Records
>>>>>
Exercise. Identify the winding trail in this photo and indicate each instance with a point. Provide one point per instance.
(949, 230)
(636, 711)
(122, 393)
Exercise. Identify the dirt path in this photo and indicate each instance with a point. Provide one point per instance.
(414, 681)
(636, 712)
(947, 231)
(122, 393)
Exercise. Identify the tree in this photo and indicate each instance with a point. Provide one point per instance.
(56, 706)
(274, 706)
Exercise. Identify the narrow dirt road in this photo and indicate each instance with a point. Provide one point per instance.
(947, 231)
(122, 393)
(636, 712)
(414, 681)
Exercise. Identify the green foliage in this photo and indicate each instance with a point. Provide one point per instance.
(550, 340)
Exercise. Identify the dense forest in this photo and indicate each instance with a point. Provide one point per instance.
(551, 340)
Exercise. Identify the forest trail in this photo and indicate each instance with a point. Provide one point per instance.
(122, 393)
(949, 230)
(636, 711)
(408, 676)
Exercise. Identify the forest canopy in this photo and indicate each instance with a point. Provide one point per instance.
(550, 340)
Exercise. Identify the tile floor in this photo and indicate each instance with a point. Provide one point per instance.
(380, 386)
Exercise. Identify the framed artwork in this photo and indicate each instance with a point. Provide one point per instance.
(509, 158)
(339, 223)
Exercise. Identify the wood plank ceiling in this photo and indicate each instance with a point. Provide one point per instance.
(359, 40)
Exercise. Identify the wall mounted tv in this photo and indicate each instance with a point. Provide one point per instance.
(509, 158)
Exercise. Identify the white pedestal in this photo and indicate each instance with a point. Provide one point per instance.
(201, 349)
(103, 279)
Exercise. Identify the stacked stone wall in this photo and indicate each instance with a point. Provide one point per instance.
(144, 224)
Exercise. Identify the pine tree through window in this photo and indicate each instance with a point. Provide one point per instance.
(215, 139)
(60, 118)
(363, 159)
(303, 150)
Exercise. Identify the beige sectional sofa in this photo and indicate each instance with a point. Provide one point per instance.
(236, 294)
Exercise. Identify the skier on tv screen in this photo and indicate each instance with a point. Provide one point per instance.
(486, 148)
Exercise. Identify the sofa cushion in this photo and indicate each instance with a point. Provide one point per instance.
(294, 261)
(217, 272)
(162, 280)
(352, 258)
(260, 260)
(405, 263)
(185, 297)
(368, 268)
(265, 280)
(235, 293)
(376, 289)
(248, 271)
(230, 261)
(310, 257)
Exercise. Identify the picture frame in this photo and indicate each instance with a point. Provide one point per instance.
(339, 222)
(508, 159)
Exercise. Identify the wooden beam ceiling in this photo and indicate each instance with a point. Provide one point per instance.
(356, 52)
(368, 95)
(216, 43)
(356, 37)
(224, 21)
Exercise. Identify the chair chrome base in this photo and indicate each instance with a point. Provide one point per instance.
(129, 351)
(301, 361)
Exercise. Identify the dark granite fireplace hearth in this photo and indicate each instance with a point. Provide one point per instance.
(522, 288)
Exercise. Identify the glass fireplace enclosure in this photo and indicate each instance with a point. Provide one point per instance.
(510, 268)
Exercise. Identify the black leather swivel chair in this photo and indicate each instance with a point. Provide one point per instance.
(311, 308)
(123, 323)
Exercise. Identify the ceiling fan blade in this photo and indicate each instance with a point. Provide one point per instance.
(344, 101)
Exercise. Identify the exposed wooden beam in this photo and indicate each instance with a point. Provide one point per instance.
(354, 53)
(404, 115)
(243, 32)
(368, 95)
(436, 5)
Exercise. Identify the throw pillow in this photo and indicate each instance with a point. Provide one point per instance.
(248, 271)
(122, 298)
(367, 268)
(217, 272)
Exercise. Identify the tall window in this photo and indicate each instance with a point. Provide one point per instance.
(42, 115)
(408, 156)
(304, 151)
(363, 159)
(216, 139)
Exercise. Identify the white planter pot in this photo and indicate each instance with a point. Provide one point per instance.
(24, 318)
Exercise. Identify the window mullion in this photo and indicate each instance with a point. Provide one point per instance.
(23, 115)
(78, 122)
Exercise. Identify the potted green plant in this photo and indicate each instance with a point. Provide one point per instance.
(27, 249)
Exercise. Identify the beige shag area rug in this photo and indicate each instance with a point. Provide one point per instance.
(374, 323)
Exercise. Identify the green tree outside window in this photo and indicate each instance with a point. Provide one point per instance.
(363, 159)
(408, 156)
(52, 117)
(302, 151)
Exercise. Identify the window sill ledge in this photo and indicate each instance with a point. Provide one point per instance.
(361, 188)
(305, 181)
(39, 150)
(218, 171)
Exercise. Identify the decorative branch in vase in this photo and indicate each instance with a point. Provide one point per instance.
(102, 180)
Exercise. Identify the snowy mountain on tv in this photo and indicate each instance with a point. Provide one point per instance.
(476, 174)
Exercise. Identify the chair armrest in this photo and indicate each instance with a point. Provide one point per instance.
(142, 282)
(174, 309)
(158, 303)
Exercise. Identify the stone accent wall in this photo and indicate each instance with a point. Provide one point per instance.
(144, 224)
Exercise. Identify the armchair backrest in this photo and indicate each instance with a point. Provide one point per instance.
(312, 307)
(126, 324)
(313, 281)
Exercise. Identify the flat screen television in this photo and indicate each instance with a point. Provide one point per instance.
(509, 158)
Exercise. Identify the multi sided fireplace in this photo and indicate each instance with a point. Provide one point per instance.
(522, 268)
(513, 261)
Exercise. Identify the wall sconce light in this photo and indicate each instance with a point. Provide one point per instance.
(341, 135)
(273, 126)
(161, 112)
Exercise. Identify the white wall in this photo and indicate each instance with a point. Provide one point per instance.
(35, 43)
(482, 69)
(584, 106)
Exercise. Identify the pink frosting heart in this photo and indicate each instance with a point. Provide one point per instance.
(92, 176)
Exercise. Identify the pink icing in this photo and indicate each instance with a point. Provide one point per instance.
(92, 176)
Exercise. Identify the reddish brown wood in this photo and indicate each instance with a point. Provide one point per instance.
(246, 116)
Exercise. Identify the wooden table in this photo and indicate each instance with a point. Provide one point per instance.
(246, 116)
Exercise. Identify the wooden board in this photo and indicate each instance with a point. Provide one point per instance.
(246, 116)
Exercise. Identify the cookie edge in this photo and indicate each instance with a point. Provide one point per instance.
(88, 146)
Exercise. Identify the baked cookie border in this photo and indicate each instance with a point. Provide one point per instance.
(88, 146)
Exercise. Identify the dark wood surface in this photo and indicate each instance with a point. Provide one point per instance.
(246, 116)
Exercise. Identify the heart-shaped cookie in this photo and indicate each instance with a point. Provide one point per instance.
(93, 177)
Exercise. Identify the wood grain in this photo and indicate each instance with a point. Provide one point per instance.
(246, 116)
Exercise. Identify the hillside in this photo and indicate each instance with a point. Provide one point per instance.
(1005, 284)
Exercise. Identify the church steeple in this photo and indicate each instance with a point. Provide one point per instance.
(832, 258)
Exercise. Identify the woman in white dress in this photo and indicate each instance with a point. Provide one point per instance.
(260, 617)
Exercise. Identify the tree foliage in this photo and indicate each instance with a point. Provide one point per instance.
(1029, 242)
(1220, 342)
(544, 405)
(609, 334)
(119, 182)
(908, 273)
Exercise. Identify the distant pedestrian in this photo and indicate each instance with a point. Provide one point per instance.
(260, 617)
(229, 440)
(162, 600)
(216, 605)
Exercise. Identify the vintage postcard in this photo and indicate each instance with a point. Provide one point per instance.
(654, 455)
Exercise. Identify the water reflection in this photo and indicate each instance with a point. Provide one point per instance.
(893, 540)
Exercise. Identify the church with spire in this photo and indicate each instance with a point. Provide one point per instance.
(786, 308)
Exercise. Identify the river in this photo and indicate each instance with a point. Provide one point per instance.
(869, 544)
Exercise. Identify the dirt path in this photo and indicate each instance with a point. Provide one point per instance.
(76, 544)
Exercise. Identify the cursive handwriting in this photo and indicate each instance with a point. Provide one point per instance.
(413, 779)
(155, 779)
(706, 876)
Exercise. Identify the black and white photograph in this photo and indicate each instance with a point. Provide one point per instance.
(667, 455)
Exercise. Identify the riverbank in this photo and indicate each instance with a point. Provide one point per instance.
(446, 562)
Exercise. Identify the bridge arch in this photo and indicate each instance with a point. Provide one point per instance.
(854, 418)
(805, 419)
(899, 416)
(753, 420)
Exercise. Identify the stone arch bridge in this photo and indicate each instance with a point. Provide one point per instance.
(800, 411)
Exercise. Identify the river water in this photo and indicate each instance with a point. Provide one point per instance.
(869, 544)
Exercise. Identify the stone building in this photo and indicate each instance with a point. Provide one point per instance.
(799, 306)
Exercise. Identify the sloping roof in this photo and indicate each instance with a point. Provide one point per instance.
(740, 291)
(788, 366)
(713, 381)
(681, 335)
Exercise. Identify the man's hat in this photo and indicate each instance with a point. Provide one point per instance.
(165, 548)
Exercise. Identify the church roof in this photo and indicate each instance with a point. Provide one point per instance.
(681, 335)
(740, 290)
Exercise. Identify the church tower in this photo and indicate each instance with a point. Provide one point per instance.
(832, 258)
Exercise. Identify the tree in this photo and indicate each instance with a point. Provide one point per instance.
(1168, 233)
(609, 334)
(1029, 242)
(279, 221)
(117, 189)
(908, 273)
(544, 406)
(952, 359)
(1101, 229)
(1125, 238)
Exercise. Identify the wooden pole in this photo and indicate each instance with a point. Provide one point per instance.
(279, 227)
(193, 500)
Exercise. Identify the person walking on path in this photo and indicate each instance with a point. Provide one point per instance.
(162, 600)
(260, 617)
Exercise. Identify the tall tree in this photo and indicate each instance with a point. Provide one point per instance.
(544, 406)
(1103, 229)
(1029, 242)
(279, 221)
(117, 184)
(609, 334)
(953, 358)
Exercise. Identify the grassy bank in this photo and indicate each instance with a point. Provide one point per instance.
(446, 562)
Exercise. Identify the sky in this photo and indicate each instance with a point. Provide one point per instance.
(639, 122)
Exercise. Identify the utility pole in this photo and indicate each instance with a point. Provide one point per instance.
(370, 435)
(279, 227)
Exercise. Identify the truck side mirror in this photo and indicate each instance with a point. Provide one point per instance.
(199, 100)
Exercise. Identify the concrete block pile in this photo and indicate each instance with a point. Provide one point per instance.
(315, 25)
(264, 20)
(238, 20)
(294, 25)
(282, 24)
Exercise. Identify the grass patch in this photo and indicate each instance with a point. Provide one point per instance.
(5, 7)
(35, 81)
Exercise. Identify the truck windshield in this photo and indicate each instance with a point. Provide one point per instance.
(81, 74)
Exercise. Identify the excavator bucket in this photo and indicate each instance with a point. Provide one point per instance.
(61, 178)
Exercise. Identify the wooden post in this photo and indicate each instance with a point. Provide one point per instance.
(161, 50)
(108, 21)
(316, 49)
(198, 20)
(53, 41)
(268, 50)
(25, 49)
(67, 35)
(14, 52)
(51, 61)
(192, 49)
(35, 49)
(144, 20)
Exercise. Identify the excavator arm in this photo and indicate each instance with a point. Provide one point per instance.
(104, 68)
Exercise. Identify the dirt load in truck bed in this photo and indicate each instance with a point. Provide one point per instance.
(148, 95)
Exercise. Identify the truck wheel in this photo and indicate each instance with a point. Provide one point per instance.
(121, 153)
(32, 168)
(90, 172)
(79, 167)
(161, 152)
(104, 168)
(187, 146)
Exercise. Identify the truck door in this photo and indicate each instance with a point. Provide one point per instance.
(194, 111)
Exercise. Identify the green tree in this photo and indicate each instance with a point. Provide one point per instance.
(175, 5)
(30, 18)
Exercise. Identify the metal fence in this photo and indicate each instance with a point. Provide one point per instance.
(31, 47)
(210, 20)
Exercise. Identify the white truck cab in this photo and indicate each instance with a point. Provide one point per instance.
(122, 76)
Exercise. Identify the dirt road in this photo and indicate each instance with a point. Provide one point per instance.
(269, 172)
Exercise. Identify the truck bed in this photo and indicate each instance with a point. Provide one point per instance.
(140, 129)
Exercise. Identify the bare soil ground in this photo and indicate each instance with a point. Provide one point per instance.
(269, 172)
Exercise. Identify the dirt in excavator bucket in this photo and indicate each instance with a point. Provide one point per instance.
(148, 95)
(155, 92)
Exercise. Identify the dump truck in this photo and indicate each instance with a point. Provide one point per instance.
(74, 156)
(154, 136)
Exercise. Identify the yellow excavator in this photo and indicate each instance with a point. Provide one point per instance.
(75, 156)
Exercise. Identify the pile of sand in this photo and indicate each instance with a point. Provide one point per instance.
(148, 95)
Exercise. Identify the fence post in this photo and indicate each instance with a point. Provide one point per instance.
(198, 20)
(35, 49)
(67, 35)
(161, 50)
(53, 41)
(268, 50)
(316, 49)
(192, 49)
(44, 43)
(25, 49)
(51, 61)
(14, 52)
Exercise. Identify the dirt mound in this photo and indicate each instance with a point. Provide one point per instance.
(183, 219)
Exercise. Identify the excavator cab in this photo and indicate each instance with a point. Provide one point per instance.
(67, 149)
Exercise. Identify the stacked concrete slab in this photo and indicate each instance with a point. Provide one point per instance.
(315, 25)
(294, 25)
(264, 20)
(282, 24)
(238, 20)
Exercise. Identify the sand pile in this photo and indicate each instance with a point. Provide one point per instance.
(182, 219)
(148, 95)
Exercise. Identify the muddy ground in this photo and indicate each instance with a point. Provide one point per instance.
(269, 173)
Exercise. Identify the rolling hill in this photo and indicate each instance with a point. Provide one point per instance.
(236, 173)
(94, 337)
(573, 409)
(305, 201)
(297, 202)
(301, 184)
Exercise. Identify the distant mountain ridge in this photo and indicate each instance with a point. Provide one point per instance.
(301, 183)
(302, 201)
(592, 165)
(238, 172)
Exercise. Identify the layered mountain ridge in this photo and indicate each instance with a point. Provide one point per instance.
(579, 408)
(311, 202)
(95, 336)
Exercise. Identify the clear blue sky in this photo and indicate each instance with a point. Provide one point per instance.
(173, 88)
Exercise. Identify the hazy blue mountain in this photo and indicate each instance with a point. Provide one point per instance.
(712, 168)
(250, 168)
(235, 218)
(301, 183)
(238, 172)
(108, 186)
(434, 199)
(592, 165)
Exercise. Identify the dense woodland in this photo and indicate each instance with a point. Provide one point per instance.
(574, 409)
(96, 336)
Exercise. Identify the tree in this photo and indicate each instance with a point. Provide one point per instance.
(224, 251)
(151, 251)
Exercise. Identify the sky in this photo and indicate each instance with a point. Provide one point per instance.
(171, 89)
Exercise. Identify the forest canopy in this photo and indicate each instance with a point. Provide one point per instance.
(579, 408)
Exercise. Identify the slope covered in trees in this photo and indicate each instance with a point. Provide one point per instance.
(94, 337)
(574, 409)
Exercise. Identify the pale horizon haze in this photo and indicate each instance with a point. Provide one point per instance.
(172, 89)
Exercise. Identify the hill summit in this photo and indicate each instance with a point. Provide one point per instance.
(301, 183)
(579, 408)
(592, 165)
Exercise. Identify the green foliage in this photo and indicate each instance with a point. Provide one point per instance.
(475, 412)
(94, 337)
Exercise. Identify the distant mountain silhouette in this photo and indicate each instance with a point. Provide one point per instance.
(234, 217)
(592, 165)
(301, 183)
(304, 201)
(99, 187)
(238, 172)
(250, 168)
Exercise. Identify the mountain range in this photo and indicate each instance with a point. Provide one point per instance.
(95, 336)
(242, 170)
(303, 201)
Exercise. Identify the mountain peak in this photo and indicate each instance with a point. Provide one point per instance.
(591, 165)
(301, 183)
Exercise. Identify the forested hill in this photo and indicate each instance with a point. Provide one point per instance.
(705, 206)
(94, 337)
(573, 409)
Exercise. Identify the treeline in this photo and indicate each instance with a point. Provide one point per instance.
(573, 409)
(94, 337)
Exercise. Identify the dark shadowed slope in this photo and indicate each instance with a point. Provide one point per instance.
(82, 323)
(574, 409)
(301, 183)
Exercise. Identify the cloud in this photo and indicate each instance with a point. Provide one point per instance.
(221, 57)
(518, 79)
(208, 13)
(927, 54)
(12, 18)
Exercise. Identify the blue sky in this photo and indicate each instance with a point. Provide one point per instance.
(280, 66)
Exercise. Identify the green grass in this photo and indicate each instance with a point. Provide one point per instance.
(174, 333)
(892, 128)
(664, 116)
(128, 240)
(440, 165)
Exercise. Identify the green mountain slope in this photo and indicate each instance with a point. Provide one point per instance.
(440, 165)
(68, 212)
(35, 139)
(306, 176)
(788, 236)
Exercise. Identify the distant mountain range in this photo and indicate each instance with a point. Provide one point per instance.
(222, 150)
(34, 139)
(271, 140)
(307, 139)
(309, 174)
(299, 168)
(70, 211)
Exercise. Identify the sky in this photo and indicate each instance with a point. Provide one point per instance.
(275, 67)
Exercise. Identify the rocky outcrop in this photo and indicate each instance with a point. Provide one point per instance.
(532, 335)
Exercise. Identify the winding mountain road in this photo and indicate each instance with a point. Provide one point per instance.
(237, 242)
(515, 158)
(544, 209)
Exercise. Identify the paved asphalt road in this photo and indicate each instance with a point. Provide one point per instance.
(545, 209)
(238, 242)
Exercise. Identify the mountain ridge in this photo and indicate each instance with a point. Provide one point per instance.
<<<<<
Write out exactly the lines of the entries above that run from the line containing "Exercise. Identify the forested" through the last line, including both.

Exercise. Identify the forested hill in this photo and indicate each instance with a point. Provide one point per instance.
(705, 206)
(94, 337)
(573, 409)
Exercise. Identify the treeline in this photo and indicate each instance with a point. Provide one point per instance.
(573, 409)
(94, 337)
Exercise. Identify the dark shadowed slope in this photo and indicate each instance with a point. Provide one point per instance.
(82, 323)
(574, 409)
(301, 183)
Exercise. Identify the cloud in this photo and indicate each instance with a point. Provide one point per instance.
(221, 57)
(518, 79)
(208, 13)
(927, 54)
(12, 18)
Exercise. Identify the blue sky in this photo and indicate each instance with a point. Provide one point per instance.
(280, 66)
Exercise. Identify the green grass in this photo and indicate each instance with a point. Provide one point per instance.
(174, 333)
(892, 128)
(664, 116)
(128, 240)
(440, 165)
Exercise. Identify the green mountain slope in this photo and indicate each instance with a point. Provide one point per instance.
(440, 165)
(68, 212)
(35, 139)
(306, 176)
(788, 236)
Exercise. Identify the distant mountain range in this photo and indicate each instance with a point. Provide one point per instance.
(222, 150)
(34, 139)
(271, 140)
(307, 139)
(309, 174)
(299, 168)
(70, 211)
Exercise. Identify the sky in this photo and indicate each instance with a point. Provide one point per instance.
(275, 67)
Exercise. Identify the rocky outcrop in this photo and indicate each instance with a point. Provide one point per instance.
(532, 335)
Exercise. Identify the winding mountain road in this photo and indicate each instance with a point. Provide one point per instance.
(237, 242)
(515, 158)
(544, 209)
Exercise. Identify the paved asphalt road in this photo and indicate each instance with a point. Provide one point per instance.
(545, 209)
(238, 242)
Exercise. Identify the mountain ridge in this photo and indicate each instance with a point. Provide one point per instance.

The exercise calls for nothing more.